**ASSIGNMENT:**
Only the lines from the beginning of the entries through the one that holds "Pick out each instance of the wooden plank" may appear in the answer, written out exactly and free of pictures.
════════════════
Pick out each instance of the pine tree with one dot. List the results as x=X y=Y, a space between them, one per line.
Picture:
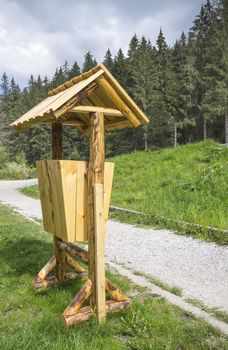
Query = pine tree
x=74 y=71
x=163 y=103
x=89 y=62
x=108 y=61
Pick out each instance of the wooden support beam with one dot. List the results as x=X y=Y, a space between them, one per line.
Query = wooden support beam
x=113 y=306
x=52 y=280
x=93 y=109
x=79 y=299
x=73 y=264
x=99 y=250
x=46 y=269
x=122 y=106
x=114 y=292
x=84 y=314
x=57 y=153
x=76 y=99
x=74 y=250
x=95 y=176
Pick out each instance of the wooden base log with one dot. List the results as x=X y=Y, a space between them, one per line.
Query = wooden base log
x=60 y=255
x=113 y=306
x=73 y=264
x=47 y=282
x=83 y=315
x=86 y=312
x=79 y=253
x=79 y=299
x=52 y=280
x=46 y=269
x=114 y=292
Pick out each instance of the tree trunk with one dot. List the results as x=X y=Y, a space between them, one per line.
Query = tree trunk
x=96 y=246
x=146 y=138
x=57 y=153
x=226 y=127
x=204 y=129
x=175 y=135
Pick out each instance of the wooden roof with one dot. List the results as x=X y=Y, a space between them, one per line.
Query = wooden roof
x=72 y=102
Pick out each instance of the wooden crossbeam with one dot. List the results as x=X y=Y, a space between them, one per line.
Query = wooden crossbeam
x=76 y=99
x=93 y=109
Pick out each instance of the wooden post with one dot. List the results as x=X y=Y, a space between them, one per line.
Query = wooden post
x=57 y=153
x=96 y=225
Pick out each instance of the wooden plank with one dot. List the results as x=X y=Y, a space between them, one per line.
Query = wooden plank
x=81 y=202
x=118 y=124
x=75 y=99
x=121 y=105
x=69 y=183
x=84 y=314
x=79 y=299
x=95 y=175
x=99 y=250
x=57 y=153
x=89 y=109
x=108 y=178
x=54 y=103
x=126 y=98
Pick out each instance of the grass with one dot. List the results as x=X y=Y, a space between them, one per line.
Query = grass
x=31 y=321
x=189 y=183
x=172 y=289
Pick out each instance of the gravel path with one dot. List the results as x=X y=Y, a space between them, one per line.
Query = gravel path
x=199 y=268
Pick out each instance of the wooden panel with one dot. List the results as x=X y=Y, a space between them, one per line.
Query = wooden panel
x=108 y=178
x=99 y=251
x=64 y=197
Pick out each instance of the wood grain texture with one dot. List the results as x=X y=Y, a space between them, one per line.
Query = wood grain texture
x=64 y=198
x=95 y=175
x=79 y=299
x=99 y=250
x=114 y=292
x=84 y=314
x=57 y=153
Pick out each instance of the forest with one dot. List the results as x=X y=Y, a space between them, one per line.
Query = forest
x=183 y=89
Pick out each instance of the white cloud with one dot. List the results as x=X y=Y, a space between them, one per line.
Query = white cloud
x=37 y=36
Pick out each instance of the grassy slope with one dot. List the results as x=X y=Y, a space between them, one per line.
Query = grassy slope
x=31 y=321
x=189 y=183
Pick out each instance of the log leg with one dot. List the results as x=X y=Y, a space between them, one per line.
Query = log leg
x=61 y=260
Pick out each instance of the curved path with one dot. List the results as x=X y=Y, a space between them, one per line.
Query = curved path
x=199 y=268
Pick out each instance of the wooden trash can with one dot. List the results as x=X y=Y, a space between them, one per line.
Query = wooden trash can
x=63 y=190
════════════════
**EXERCISE RESPONSE:**
Pick out each instance of the pine tree with one dot. List the results as x=X y=Y, a space between them, one per line.
Picture:
Query = pine tree
x=74 y=71
x=163 y=103
x=89 y=62
x=108 y=61
Pick out each instance of the wooden support beam with one dot. List the results as x=X y=Y, a space between them, one per line.
Query = wooden support beam
x=113 y=306
x=52 y=280
x=93 y=109
x=79 y=299
x=73 y=264
x=99 y=250
x=46 y=269
x=122 y=106
x=114 y=292
x=84 y=314
x=57 y=153
x=76 y=99
x=74 y=250
x=95 y=176
Pick out each instance of the wooden base log with one dot. List the results as x=X y=Y, a space between them, one per line.
Query = wooden base log
x=60 y=255
x=113 y=306
x=73 y=264
x=47 y=282
x=83 y=315
x=86 y=312
x=79 y=253
x=79 y=299
x=52 y=280
x=46 y=269
x=114 y=292
Pick out each instance of the tree trunk with one dot. List the results as x=X y=Y, a space between them, one per line.
Query = tree trunk
x=96 y=246
x=146 y=138
x=57 y=153
x=226 y=127
x=204 y=129
x=175 y=135
Pick out each instance of the wooden roof with one dot. List the results as x=X y=Y, a space between them, one per line.
Query = wooden roof
x=72 y=102
Pick out each instance of the wooden crossbeam with one dot. List the results as x=X y=Y, a space between them, one per line.
Query = wooden crossbeam
x=76 y=99
x=93 y=109
Pick out each instance of the wooden post with one dot. List the results as x=X y=Y, a space between them, one per line.
Query = wooden post
x=57 y=153
x=96 y=225
Pick out each instance of the wooden plank with one dot. List the results as x=X y=Y, a space between them, one per line.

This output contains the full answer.